# Information shown:
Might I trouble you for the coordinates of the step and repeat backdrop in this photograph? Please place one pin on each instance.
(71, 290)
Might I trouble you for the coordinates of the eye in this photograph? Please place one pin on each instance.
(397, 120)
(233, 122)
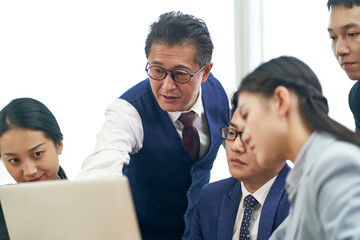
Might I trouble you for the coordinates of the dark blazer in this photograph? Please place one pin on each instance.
(3, 230)
(216, 210)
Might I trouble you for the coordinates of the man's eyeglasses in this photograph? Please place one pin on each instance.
(180, 75)
(229, 133)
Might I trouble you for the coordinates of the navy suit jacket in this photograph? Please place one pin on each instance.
(216, 210)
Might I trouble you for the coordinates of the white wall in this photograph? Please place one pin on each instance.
(76, 56)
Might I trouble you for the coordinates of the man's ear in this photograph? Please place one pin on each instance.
(207, 70)
(281, 98)
(59, 147)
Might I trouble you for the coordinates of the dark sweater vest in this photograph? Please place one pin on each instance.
(165, 183)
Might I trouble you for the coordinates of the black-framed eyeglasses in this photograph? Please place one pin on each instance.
(230, 133)
(180, 75)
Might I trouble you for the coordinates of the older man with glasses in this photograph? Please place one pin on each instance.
(163, 133)
(249, 205)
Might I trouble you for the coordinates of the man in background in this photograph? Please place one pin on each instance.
(221, 210)
(344, 31)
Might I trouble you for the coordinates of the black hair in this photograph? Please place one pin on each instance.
(31, 114)
(176, 28)
(345, 3)
(298, 77)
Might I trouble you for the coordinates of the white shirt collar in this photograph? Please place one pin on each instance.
(260, 194)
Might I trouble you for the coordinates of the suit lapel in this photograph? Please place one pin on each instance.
(271, 203)
(228, 212)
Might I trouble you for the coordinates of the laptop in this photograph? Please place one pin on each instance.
(70, 210)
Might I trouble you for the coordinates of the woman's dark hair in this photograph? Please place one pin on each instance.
(345, 3)
(176, 28)
(298, 77)
(31, 114)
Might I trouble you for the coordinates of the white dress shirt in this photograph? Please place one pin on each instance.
(122, 134)
(260, 195)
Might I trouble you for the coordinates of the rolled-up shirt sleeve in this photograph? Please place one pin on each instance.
(121, 135)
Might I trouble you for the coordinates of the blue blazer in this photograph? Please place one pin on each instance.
(216, 210)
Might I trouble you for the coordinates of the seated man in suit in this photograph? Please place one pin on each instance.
(221, 206)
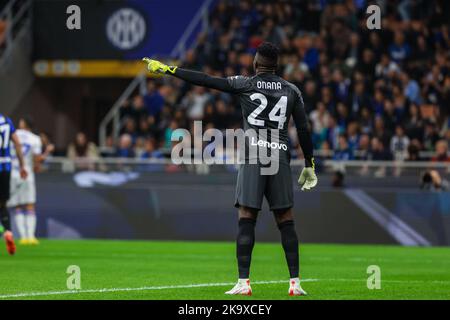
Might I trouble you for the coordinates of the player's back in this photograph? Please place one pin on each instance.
(267, 102)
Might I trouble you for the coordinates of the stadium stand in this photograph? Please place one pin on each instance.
(369, 95)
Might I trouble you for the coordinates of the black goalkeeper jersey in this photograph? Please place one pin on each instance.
(268, 102)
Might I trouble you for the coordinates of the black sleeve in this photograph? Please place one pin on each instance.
(303, 132)
(204, 80)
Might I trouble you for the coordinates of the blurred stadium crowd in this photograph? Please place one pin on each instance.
(370, 94)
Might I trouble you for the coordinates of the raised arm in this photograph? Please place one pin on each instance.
(18, 147)
(303, 133)
(194, 77)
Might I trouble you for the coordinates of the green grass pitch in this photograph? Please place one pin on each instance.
(204, 270)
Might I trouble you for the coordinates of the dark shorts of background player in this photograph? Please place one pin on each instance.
(251, 187)
(4, 185)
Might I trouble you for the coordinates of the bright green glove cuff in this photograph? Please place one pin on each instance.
(157, 67)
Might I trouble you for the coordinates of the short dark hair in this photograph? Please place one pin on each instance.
(269, 51)
(29, 122)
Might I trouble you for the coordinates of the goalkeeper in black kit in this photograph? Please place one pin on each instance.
(267, 101)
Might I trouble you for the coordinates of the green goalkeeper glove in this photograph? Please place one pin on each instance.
(157, 67)
(308, 178)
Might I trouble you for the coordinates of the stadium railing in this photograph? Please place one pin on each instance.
(16, 16)
(112, 119)
(376, 169)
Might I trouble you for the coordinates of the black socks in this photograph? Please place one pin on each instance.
(244, 246)
(289, 241)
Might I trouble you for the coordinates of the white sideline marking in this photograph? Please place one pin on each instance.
(186, 286)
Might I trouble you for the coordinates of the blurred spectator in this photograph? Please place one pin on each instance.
(378, 151)
(399, 144)
(153, 100)
(125, 147)
(82, 148)
(392, 85)
(343, 152)
(441, 152)
(3, 26)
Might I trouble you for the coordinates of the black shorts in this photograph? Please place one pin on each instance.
(4, 185)
(252, 186)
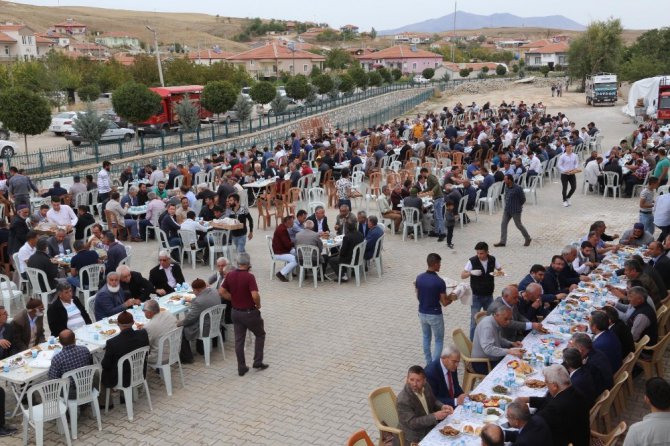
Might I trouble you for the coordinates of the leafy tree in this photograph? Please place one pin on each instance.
(135, 102)
(188, 114)
(24, 112)
(263, 92)
(360, 77)
(375, 79)
(599, 48)
(89, 93)
(346, 83)
(244, 107)
(279, 104)
(297, 87)
(218, 96)
(338, 59)
(90, 125)
(385, 74)
(324, 83)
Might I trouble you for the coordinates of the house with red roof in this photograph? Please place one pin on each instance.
(408, 59)
(71, 27)
(272, 59)
(549, 54)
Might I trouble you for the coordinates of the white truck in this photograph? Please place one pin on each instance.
(601, 88)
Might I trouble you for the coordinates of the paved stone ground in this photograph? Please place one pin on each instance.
(328, 348)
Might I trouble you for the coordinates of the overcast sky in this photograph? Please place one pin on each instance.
(388, 14)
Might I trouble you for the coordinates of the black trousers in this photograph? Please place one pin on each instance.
(572, 181)
(251, 320)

# Prompt:
The lines from the one holding "Might I trouble you for the coordinates of the green goalkeeper" through the end of the entries are to be transcribed exactly, both ends included, with the pictures left out.

# Result of the task:
Might I trouble you for the coordinates of the green goalkeeper glove in this photograph? Please place one pin on each instance.
(157, 67)
(308, 178)
Might I trouble you for the coordinates of the stadium railing in this photograph? Please place one pin on each instance.
(16, 16)
(112, 119)
(376, 169)
Might I trouble you for the coordinates of the black socks in this photograph? Please place one pin on each instance.
(244, 246)
(289, 241)
Might I trouble you for the coordinates of the white sideline marking in this photograph? Please place one pin on each instance.
(186, 286)
Might I trouble you for the coordinates of the blurred spectator in this photograph? Please place one pin on each instance.
(378, 151)
(399, 144)
(153, 100)
(125, 147)
(82, 148)
(392, 85)
(343, 152)
(441, 152)
(3, 26)
Might I trouble you for the coordinates of the black shorts in this photograph? Please place one pin on each instance.
(4, 185)
(252, 186)
Might I trouble you for the coordinates of the leafy tree in this photograph? Please place one pin on each instance.
(135, 102)
(188, 114)
(24, 112)
(263, 92)
(360, 77)
(375, 79)
(599, 48)
(89, 93)
(346, 83)
(244, 107)
(279, 104)
(297, 87)
(218, 96)
(338, 59)
(90, 125)
(385, 74)
(324, 83)
Might I trouble you for the coordinates of the house with red roof in this photograph? Please place one pin on each instance.
(408, 59)
(71, 27)
(272, 59)
(549, 54)
Might I trouble you for the coordinates of the white truck in this photograph? Please place one pin on each instance.
(601, 88)
Might I trouble you for the coordinates of the paved stone ground in this photograph? Please place one pin on each instance.
(328, 348)
Might I trouble you for the coordinates of the overcast sky in this photograph? Please place one pin on each instance.
(388, 14)
Might I trouble you for the coordinates of the black trousers in this photograph? Please place one pin on each instance.
(572, 181)
(251, 320)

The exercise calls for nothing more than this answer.